Repeat everything in the data exactly except images.
___
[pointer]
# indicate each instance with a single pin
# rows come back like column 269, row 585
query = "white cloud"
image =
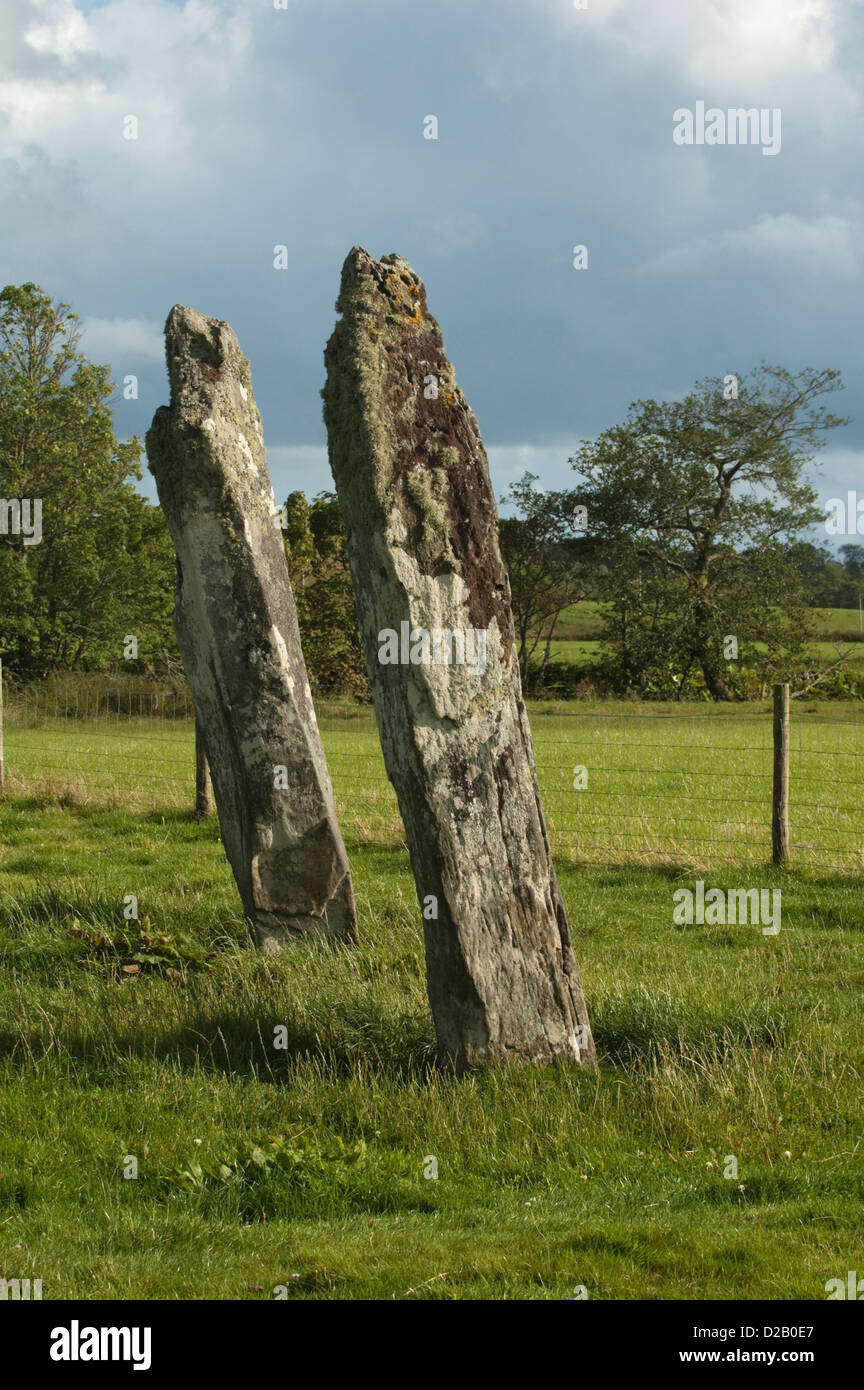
___
**RESPONSE**
[pointer]
# indicate each instance with a single pin
# rows come back like column 269, row 585
query = "white cloud"
image =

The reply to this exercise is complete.